BEGIN Provided data

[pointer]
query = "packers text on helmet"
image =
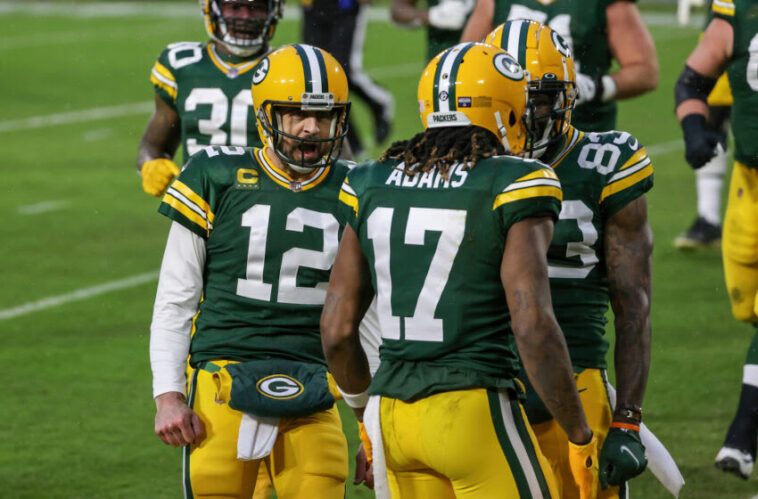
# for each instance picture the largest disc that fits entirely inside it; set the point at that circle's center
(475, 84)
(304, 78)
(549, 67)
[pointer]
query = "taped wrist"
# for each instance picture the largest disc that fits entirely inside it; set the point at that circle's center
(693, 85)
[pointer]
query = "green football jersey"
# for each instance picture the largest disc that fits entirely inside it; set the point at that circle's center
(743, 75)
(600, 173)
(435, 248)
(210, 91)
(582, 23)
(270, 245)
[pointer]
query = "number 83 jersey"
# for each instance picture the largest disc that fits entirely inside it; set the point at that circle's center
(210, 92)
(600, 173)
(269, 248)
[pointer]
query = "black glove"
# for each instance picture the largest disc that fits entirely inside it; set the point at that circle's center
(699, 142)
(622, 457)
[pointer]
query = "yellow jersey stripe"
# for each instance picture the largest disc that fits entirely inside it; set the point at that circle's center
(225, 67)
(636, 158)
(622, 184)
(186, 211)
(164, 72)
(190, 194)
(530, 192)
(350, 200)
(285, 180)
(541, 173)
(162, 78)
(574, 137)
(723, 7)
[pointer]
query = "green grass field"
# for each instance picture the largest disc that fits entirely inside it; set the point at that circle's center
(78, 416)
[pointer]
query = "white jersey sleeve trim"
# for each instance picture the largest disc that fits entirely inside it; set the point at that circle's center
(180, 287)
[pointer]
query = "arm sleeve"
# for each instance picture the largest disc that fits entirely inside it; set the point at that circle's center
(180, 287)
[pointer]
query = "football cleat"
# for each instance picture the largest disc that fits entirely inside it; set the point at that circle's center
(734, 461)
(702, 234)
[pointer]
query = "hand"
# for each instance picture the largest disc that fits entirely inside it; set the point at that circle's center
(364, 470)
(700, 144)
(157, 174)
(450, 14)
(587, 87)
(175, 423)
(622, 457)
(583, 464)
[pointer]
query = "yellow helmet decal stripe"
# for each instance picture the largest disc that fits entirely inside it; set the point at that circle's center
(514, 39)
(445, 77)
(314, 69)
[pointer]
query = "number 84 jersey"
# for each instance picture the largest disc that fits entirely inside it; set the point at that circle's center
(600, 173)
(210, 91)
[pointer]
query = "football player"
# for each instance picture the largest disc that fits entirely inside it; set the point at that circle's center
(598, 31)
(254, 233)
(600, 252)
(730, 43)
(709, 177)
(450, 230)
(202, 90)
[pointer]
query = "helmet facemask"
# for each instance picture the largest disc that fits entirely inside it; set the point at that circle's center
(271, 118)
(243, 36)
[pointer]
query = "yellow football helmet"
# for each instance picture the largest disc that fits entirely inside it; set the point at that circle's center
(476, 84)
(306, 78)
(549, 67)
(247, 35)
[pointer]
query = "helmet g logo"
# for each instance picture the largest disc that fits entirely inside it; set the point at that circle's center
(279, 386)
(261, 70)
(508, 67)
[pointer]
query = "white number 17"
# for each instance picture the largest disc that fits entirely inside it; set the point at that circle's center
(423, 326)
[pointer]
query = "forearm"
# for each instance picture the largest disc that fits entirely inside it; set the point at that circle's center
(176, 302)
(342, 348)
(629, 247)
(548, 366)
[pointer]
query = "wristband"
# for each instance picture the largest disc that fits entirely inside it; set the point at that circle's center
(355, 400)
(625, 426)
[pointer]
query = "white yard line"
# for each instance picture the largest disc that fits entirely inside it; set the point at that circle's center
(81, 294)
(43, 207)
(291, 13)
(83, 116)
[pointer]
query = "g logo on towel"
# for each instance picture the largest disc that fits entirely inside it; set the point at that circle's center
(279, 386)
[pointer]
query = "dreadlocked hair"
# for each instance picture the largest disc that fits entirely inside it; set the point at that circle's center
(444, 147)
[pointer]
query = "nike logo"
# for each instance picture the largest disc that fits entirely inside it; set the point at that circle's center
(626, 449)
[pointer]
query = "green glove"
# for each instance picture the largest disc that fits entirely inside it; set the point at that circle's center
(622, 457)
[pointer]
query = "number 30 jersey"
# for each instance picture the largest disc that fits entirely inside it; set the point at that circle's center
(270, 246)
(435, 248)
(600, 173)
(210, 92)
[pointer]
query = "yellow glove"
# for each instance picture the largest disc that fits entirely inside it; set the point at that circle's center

END Provided data

__The problem__: Give back each entry exactly as it appears, with no pictures.

__The output__:
[pointer]
query = "packers text on helmet"
image =
# for each instance picture the largest disc that fits entirely inside it; set the point at that circle's center
(475, 84)
(304, 78)
(549, 67)
[pointer]
query = "taped wrist"
# for each instance picture the largest disc that fits entirely inside it; set the point at that circle's center
(693, 85)
[pointer]
query = "green football jersey"
# for each instance picture the largest disc that fits entirely inside it; set the point at that circle's center
(743, 75)
(600, 173)
(435, 248)
(210, 91)
(582, 23)
(270, 245)
[pointer]
query = "number 83 jersey"
# for each instance picture the largest disc that fits entirely inside it; set the point at that circle's center
(210, 92)
(600, 173)
(269, 248)
[pointer]
query = "black glove"
# for each instance picture the largest disc that fits entirely inside it; set the point at that circle's center
(699, 142)
(622, 457)
[pointer]
query = "yellow jersey stripe"
# for each instance picture the largest disc that fits entirely inside it; set the point at that circle's center
(225, 67)
(636, 158)
(622, 184)
(186, 211)
(164, 72)
(190, 194)
(530, 192)
(350, 200)
(285, 180)
(541, 173)
(162, 78)
(574, 137)
(723, 7)
[pointer]
query = "green grass field"
# for each instance picture the largest disc that fits entirely inside it; set the point at that circle's center
(78, 416)
[pointer]
query = "white jersey sleeve trim"
# for each instance picture the largest disc that fits entirely inside it; set the point at that circle's center
(180, 287)
[pointer]
query = "arm sleeve"
# for each instance picture the largest disc that fits entirely inside it; set the point at that circle's center
(180, 287)
[pointer]
query = "football cleat"
# for each instance picture the largest disc that fits entirely inside it; set the point at that circle's center
(734, 461)
(702, 234)
[pointer]
query = "hand"
# for each instance picture the largest disc that fits entirely inside it; set the point at that circle's center
(364, 470)
(700, 144)
(157, 174)
(450, 14)
(587, 87)
(175, 423)
(622, 457)
(583, 464)
[pointer]
query = "yellow helmet decal stripe"
# for each instance picture the largest disc that fits entirely inside it; set the point at that circle's center
(514, 39)
(445, 77)
(314, 69)
[pointer]
query = "number 84 jersey"
# for each instance picture the largest disc that fits entirely inside it; set the point at that circle's center
(600, 173)
(210, 91)
[pointer]
query = "football player"
# for each instance picture the largest disc that fits entirely inside it; set the point at that circle's center
(598, 31)
(254, 233)
(600, 252)
(730, 43)
(709, 177)
(450, 230)
(202, 90)
[pointer]
query = "helmet facemask"
# for each instance picture the largest disc that fits entirely inside it; set the point at that circle's center
(271, 118)
(243, 36)
[pointer]
query = "yellow football helmet"
# for each instance picture the largest disc that fits entirely inside it; set the point at that circle's center
(476, 84)
(306, 78)
(549, 67)
(247, 35)
[pointer]
query = "helmet g logo"
# for each instance picture the largest disc that fits entirely inside it; set the point at that circle's center
(279, 386)
(261, 70)
(508, 67)
[pointer]
query = "white number 17"
# for each instance picture the largest disc that fits entirely inside it; set the point at that circle's center
(423, 326)
[pointer]
query = "forearm"
# for each instance picture the largest disc that fits entirely inside it; set the point at that circle's center
(176, 302)
(342, 348)
(629, 247)
(548, 366)
[pointer]
query = "wristband"
# for each instance picture the largest disc that fits entirely inside it; set the point at that circle's center
(355, 400)
(625, 426)
[pointer]
query = "white yard line"
# for each instance picture the largest disc that fits entirely inside it; set the point at that circle's center
(81, 294)
(43, 207)
(291, 13)
(83, 116)
[pointer]
query = "g logo on towel"
# for each instance picture the largest disc that fits entirely inside it; set the point at that circle's center
(279, 386)
[pointer]
query = "dreadlocked hair"
# for each instance picture the largest disc that fits entirely inside it; set the point at that circle's center
(444, 147)
[pointer]
query = "nike logo"
# for each instance picture the largest disc that fits entirely inside it; set the point at that circle's center
(626, 449)
[pointer]
query = "green glove"
# for each instance picture the largest disc that fits entirely inside it; set the point at that circle's center
(622, 457)
[pointer]
query = "number 30 jersey"
# for each instance picture the largest disc that fits entirely inside it; set the point at that circle's center
(270, 246)
(435, 248)
(600, 173)
(210, 92)
[pointer]
query = "yellow glove"
# for each instance picture the largest disc that fits entirely inside it; set the point at that circle's center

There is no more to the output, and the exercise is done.